Exercise requirements: The required result is the exact run of lines beginning at the one containing "[tag] one dot per instance, sample [40,369]." and ending at the last line of the entries.

________________________________________

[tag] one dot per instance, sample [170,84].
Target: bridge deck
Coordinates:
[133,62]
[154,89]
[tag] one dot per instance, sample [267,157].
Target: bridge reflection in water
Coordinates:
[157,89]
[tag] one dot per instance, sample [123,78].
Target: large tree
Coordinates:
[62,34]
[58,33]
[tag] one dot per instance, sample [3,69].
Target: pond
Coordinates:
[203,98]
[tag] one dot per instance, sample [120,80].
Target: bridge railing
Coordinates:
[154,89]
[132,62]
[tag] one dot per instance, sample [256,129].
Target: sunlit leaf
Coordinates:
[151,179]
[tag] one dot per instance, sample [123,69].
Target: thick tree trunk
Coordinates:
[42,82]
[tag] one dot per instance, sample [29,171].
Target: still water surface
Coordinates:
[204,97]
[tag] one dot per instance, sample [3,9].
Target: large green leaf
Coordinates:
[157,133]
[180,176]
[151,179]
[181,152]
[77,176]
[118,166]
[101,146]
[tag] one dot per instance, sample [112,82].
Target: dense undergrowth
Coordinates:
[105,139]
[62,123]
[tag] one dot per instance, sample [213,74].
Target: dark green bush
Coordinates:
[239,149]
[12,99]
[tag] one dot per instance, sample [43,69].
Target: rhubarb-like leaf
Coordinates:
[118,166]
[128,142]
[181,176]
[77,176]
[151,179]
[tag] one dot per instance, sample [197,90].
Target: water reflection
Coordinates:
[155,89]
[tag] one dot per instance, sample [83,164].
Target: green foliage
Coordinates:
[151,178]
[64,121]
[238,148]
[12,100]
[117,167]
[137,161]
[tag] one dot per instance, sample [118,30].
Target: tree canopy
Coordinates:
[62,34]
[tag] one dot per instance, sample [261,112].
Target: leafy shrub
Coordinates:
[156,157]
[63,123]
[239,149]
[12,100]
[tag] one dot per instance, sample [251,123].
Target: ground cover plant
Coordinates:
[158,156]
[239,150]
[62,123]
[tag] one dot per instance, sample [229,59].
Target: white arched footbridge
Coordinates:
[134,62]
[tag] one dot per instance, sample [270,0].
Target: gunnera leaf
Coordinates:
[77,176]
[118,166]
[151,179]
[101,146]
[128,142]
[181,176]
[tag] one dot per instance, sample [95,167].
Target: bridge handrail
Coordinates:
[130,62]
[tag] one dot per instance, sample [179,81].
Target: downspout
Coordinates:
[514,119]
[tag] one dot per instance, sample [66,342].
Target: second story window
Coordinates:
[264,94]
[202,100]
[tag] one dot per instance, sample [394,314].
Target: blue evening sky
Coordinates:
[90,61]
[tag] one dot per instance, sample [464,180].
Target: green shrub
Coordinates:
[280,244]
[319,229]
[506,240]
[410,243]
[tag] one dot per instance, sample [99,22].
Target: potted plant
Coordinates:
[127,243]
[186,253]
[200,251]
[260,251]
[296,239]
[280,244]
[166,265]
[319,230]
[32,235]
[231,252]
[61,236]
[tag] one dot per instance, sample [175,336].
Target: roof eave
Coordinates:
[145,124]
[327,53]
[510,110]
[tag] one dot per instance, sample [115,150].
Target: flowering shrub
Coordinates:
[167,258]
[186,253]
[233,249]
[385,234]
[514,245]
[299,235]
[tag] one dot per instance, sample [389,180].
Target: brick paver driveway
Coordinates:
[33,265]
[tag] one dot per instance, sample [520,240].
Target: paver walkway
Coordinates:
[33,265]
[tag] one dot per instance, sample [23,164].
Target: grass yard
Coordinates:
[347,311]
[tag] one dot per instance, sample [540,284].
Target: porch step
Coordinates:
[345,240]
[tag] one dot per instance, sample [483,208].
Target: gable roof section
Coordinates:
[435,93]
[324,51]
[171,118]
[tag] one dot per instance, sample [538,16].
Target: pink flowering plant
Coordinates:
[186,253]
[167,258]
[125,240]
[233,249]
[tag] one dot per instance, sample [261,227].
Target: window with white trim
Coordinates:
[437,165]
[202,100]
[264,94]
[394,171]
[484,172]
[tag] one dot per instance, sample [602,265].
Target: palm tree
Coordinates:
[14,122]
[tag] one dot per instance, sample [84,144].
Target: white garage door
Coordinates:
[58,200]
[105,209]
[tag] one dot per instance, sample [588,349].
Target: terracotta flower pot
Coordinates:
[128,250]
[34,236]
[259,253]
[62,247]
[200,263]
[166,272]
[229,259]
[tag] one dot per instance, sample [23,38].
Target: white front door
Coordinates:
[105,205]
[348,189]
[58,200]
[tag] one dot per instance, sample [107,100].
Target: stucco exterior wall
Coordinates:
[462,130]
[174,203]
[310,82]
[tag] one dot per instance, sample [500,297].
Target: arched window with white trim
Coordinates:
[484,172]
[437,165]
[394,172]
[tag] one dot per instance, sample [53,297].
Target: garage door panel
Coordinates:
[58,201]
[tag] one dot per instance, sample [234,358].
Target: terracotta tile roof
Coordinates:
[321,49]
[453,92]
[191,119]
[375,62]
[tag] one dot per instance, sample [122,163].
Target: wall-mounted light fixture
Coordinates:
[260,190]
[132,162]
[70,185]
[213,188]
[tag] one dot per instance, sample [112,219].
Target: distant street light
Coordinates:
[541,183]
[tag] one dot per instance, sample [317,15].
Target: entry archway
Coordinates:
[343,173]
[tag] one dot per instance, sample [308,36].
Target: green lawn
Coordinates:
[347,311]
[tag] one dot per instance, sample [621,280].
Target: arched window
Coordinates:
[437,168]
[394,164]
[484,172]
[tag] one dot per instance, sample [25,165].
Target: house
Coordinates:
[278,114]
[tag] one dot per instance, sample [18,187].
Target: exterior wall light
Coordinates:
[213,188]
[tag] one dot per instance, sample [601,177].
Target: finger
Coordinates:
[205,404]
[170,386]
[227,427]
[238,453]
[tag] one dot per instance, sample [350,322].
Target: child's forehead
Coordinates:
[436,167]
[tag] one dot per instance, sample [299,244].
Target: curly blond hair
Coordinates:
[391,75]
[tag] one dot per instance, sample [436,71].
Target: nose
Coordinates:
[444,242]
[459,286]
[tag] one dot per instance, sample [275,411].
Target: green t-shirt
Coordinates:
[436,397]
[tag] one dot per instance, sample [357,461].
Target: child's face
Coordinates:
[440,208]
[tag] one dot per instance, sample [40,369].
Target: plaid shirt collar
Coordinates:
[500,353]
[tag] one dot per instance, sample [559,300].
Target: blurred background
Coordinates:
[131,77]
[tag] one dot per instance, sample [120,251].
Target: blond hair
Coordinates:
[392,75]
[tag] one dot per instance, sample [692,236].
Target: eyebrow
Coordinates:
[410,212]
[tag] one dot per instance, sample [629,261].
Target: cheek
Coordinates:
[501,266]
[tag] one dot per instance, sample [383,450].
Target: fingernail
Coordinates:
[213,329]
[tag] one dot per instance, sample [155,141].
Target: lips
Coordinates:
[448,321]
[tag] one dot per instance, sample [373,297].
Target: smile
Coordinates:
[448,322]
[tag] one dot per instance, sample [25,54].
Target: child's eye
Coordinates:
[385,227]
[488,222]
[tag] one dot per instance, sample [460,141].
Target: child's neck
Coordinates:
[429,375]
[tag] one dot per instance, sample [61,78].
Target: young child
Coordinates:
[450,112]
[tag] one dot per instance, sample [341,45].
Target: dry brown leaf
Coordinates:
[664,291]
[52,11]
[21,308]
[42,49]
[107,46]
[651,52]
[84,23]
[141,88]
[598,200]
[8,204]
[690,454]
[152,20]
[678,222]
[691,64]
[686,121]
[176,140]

________________________________________

Worked solution:
[tag] one dot per instance, sample [40,369].
Target: plaid shirt collar
Coordinates:
[500,353]
[tag] one dot per instance, sample [559,300].
Target: blurred background
Coordinates:
[131,77]
[tag] one dot per instance, sample [120,251].
Target: blond hair
Coordinates:
[392,75]
[tag] one dot per instance, sample [692,236].
Target: eyebrow
Coordinates:
[410,212]
[tag] one dot per instance, sample [629,261].
Target: cheek
Coordinates:
[501,266]
[tag] one dot per instance, sample [383,450].
Target: fingernail
Coordinates:
[213,329]
[tag] one dot per instance, sample [155,141].
Target: lips
Coordinates:
[448,321]
[tag] one dot per instance, sample [373,297].
Target: smile
Coordinates:
[448,322]
[tag] one dot per instance, sample [25,54].
Target: child's eye
Coordinates:
[385,227]
[488,222]
[tag] one dot per instance, sample [460,141].
Target: child's neck
Coordinates:
[429,375]
[tag] one dot per instance, sample [61,78].
Target: young child
Coordinates:
[450,112]
[tag] one dot per instance, sample [341,45].
Target: dry brown leaf
Coordinates:
[664,291]
[52,11]
[21,308]
[42,49]
[107,46]
[651,52]
[84,23]
[141,88]
[598,200]
[8,204]
[690,454]
[152,20]
[678,222]
[691,64]
[686,121]
[176,140]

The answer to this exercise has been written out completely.